INSTRUCTIONS FOR THE TASK:
Copy out every line from the one containing "Reviewer note: confirm that every instance of the rear taillight" through the end of the records, requests included. Shift each x and y coordinate in the answers by adding 96, and leave the numbers in the requests and their format samples unchanged.

[Stored data entries]
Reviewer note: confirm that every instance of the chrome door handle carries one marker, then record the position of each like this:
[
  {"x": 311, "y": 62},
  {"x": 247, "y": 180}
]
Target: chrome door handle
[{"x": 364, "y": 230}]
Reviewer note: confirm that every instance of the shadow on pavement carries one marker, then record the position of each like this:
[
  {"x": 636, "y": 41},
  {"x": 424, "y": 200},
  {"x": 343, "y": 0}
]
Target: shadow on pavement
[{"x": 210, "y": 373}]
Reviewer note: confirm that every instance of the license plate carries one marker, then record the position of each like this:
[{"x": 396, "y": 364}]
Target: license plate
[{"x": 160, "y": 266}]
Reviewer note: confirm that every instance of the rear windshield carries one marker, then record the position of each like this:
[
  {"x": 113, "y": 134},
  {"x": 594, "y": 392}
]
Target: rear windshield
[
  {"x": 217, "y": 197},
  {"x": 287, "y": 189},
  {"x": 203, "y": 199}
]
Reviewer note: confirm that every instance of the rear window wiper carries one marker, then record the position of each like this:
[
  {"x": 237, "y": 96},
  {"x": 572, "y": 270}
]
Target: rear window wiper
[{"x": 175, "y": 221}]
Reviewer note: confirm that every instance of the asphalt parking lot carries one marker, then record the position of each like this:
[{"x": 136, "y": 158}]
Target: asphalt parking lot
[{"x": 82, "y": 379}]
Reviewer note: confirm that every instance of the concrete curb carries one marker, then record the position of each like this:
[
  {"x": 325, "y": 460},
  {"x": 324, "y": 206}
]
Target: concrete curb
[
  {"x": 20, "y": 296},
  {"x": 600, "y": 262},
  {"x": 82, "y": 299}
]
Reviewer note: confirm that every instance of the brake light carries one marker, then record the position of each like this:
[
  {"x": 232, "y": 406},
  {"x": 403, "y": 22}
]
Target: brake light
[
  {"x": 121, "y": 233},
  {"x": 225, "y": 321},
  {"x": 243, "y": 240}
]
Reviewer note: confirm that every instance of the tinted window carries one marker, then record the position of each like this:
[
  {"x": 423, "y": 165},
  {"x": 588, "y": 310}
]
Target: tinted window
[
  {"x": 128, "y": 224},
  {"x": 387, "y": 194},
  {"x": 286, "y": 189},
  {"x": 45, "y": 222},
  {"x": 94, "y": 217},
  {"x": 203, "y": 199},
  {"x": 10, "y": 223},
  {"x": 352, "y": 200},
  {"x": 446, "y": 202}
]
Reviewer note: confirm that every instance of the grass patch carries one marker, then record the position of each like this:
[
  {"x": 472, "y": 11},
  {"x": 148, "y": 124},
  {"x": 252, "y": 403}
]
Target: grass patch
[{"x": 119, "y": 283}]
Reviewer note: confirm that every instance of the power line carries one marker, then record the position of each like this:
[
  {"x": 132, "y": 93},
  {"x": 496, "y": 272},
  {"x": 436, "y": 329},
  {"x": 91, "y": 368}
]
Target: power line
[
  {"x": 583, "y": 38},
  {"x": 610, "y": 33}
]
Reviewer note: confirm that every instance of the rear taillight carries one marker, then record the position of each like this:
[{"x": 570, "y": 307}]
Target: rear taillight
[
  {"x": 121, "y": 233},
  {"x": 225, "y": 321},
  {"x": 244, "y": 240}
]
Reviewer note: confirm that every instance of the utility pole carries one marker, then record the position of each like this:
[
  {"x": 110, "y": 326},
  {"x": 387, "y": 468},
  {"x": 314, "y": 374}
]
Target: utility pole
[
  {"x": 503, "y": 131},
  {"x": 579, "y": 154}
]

CORRECT ANSWER:
Reviewer note: confirm that every instance of the rear taillight carries one marker, then record the position of each like this:
[{"x": 570, "y": 307}]
Target: rear taillight
[
  {"x": 217, "y": 329},
  {"x": 321, "y": 417},
  {"x": 340, "y": 336}
]
Reviewer note: confirm that every instance of the utility pole carries one marker, then record the position of each like this:
[
  {"x": 110, "y": 326},
  {"x": 387, "y": 468},
  {"x": 314, "y": 374}
]
Target: utility pole
[
  {"x": 599, "y": 227},
  {"x": 675, "y": 250}
]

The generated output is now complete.